Study questions:
1) Reproduce verbatim the portion of the imatinib adverse-effects passage starting with "Early studies suggested" and going on through "common with imatinib.".
2) According to the imatinib adverse-effects passage, what percentage of patients receiving imatinib in the study by Kerkela et al experienced symptoms attributable to systolic heart failure?
3) Continue the imatinib adverse-effects passage from its final sentence.

Extract to read:
————————

Early studies suggested that imatinib may be cardiotoxic and lead to severe left ventricular dysfunction and congestive heart failure. In a study by Kerkela et al, only 1.7% of patients receiving imatinib experienced symptoms that could be attributed to systolic heart failure. Therefore, it has been concluded that the risk of heart failure related to imatinib is uncommon and is mainly seen in elderly patients who have pre-existing cardiac conditions. Patients with cardiac disease or risk factors for cardiac failure should be monitored and treated as necessary. While routine EKG monitoring is not recommended, monitoring of patients with cardiac disease or signs and symptoms of cardiac dysfunction is recommended.
In addition, nausea, vomiting, diarrhea is common among the TKIs but more common with imatinib.
Cutaneous reactions to imatinib are common and have been reported in 9.5% to 69% of patients in various studies. Rashes are reported in 32% to 39% of patients, with Stevens-Johnson syndrome being reported in a small number of patients receiving imatinib. The majority of dermal reactions from imatinib do not require discontinuance of imatinib and are usually self-limiting.

————————

Data records:

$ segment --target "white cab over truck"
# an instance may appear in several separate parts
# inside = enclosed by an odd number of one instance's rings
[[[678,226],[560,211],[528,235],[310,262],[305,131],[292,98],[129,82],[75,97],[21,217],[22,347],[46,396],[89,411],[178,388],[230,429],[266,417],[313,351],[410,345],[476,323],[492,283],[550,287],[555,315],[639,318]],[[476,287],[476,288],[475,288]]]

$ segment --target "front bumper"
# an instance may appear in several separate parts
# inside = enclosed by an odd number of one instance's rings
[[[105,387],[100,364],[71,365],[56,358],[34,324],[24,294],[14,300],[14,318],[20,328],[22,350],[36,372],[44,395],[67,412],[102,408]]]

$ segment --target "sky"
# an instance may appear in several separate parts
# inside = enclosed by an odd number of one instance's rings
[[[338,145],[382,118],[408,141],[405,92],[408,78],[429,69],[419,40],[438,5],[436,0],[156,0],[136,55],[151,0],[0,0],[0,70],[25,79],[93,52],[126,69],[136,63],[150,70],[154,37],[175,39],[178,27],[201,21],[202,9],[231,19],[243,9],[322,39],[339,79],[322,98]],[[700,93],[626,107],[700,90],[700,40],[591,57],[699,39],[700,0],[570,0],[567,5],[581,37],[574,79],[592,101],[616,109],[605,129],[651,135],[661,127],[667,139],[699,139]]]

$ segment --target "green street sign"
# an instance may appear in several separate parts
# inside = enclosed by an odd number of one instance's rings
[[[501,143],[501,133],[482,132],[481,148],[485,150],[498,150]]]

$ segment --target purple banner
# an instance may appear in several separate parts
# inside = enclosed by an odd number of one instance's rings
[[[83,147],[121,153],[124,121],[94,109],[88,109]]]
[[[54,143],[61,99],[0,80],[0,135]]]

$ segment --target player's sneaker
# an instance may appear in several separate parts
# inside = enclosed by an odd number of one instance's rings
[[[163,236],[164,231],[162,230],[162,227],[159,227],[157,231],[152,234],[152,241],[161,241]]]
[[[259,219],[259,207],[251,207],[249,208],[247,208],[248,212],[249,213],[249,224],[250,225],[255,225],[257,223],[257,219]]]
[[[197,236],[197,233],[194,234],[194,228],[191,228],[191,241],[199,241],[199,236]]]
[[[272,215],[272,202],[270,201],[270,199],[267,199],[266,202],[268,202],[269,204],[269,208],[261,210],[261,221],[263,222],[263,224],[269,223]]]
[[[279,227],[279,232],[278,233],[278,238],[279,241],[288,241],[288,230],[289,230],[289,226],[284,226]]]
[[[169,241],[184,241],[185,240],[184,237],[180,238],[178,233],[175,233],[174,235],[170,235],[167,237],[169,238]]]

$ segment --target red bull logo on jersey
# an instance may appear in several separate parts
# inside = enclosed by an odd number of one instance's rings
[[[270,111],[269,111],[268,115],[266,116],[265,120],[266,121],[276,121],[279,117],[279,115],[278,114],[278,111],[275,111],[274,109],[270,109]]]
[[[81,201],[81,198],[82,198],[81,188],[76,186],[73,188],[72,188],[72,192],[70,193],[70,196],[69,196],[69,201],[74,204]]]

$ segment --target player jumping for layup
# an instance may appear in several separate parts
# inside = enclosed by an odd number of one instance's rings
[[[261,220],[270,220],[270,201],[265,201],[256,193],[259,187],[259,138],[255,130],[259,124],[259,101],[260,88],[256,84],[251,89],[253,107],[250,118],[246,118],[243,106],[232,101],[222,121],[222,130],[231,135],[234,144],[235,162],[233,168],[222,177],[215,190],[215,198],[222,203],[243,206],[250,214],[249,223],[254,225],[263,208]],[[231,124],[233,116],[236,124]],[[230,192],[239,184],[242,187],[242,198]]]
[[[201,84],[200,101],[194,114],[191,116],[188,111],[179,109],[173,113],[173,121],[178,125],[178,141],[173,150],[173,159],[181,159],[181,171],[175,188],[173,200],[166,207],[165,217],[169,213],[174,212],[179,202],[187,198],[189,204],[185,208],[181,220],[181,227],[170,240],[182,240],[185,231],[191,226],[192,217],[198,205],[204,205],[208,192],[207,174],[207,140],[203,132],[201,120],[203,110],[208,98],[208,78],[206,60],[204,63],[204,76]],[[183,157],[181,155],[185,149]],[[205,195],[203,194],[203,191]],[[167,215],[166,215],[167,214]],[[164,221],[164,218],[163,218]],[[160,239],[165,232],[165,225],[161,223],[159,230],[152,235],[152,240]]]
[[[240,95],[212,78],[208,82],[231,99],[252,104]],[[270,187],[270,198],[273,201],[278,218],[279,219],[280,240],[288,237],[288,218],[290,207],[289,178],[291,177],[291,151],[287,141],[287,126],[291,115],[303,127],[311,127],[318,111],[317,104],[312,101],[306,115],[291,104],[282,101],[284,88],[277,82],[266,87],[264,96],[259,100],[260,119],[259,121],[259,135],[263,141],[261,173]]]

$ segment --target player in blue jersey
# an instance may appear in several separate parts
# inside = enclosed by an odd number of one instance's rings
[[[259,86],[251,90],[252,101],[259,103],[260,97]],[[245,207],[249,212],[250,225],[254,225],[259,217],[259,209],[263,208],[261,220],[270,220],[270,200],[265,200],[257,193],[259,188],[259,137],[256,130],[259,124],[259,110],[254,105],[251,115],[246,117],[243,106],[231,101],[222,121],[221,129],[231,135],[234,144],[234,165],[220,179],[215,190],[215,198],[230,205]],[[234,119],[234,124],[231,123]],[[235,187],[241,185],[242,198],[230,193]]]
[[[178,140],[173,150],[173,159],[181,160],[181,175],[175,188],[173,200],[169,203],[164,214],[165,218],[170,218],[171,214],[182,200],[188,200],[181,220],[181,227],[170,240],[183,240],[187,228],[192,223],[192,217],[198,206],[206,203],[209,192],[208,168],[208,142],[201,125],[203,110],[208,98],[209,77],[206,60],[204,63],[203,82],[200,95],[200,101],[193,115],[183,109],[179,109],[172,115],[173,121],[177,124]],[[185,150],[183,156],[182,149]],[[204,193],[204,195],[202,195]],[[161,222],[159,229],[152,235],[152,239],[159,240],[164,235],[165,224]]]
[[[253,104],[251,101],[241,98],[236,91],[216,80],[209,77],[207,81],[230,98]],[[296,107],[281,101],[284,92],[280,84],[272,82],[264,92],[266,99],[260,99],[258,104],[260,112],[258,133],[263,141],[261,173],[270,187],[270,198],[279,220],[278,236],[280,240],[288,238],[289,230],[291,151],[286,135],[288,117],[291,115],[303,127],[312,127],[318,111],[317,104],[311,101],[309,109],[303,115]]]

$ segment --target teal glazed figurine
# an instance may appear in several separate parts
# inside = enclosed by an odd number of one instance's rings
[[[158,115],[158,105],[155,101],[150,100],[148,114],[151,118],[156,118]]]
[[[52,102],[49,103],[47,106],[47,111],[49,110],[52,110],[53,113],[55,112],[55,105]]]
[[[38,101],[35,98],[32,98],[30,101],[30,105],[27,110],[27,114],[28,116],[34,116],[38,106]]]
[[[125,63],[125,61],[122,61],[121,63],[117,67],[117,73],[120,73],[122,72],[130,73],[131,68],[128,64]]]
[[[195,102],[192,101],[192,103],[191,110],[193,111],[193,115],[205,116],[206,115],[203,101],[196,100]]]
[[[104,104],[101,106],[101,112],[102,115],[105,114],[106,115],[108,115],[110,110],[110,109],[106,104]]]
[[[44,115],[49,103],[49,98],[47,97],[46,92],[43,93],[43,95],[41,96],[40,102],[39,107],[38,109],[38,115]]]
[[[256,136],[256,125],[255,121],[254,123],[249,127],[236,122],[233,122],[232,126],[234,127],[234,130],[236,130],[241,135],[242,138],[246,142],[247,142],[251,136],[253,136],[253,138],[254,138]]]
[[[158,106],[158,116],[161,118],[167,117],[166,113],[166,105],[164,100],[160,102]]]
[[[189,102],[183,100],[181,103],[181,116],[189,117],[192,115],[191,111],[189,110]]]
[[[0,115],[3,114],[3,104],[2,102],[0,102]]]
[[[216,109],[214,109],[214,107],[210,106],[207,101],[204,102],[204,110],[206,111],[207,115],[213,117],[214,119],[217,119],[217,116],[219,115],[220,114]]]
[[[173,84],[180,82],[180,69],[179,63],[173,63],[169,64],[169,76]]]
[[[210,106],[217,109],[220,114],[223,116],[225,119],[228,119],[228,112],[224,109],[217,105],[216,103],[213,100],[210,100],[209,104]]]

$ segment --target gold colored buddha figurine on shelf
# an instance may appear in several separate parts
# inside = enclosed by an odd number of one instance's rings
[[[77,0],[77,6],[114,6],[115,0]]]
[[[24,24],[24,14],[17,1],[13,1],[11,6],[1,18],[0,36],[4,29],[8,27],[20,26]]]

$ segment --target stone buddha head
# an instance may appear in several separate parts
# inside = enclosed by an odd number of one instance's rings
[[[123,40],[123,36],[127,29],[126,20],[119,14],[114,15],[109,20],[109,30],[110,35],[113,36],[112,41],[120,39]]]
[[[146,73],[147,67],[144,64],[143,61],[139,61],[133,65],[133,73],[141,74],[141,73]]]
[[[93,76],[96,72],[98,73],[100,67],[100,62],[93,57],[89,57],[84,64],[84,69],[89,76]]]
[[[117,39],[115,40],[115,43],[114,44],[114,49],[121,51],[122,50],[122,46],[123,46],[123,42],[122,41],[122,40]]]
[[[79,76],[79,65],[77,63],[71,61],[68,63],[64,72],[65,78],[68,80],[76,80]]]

————————

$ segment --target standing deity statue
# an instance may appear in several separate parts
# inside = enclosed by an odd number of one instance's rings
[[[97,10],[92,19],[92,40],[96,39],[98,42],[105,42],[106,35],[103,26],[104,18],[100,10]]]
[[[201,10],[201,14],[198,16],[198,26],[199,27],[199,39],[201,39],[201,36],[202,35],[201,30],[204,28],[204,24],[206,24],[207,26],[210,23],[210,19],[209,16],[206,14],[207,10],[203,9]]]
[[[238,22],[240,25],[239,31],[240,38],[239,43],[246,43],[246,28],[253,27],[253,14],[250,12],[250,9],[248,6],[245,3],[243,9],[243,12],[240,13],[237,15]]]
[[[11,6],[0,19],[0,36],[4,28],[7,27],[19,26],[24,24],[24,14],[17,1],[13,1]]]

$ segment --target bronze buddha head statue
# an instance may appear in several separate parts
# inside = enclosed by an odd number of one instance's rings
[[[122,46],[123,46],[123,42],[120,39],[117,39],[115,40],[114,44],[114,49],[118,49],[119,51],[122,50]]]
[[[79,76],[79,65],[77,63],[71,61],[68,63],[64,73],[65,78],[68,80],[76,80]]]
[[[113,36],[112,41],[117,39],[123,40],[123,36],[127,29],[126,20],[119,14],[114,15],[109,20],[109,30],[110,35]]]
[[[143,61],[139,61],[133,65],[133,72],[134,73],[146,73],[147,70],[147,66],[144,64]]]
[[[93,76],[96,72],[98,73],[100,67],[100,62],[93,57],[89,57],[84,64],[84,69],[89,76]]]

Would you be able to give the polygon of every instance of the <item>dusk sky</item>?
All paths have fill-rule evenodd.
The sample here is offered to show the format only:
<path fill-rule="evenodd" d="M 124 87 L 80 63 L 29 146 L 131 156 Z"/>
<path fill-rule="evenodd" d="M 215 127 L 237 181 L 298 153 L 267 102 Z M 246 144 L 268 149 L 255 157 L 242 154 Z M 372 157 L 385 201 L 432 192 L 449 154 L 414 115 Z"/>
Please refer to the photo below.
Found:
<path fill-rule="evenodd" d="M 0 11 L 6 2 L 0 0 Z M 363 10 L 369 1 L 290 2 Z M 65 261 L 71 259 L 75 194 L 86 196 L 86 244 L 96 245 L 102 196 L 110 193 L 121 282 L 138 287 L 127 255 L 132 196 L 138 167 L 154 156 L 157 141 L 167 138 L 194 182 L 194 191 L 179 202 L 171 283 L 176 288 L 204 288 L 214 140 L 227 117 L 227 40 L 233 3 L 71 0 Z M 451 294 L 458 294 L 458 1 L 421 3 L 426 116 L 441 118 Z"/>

————————

Task responses:
1)
Early studies suggested that imatinib may be cardiotoxic and lead to severe left ventricular dysfunction and congestive heart failure. In a study by Kerkela et al, only 1.7% of patients receiving imatinib experienced symptoms that could be attributed to systolic heart failure. Therefore, it has been concluded that the risk of heart failure related to imatinib is uncommon and is mainly seen in elderly patients who have pre-existing cardiac conditions. Patients with cardiac disease or risk factors for cardiac failure should be monitored and treated as necessary. While routine EKG monitoring is not recommended, monitoring of patients with cardiac disease or signs and symptoms of cardiac dysfunction is recommended.
In addition, nausea, vomiting, diarrhea is common among the TKIs but more common with imatinib.

2) 1.7%

3)
Nilotinib toxicities. Food can increase blood nilotinib levels, so food should be avoided 2 hours before and 1 hour after a dose of nilotinib. Liver dysfunction has also been reported with nilotinib. The rates of biochemical abnormalities, including altered liver function studies, is higher than that reported with imatinib in the ENESTnd Trial. In addition, serum lipase elevations have been reported with nilotinib.
There is an increased risk of cardiac toxicity with nilotinib. Nilotinib has a black-box warning for QT prolongation and sudden death. Electrocardiograms should be obtained at baseline, at 7 days, and periodically thereafter, as well as following any dose adjustment of nilotinib. Hypokalemia and hypomagnesemia must be corrected prior to starting treatment with nilotinib, and then periodically. Other drugs known to prolong QT interval should be avoided.
While rash can occur from each of the TKIs, the incidence seems to be higher with nilotinib than with imatinib.
Dasatinib toxicities. There also is a warning in the dasatinib package insert regarding QT prolongation with dasatinib, and this agent should be used with caution in patients who have or may develop a prolonged QT interval. While routine EKG monitoring is not recommended, monitoring of patients with cardiac disease or signs and symptoms of cardiac dysfunction is recommended.
Dasatinib has an association with pleural effusions. In the DASISION (Dasatinib versus Imatinib Study in Treatment-Naive CML-CP Patients) trial, pleural effusions occurred at a rate of 10% with dasatinib but did not occur in any patient receiving imatinib.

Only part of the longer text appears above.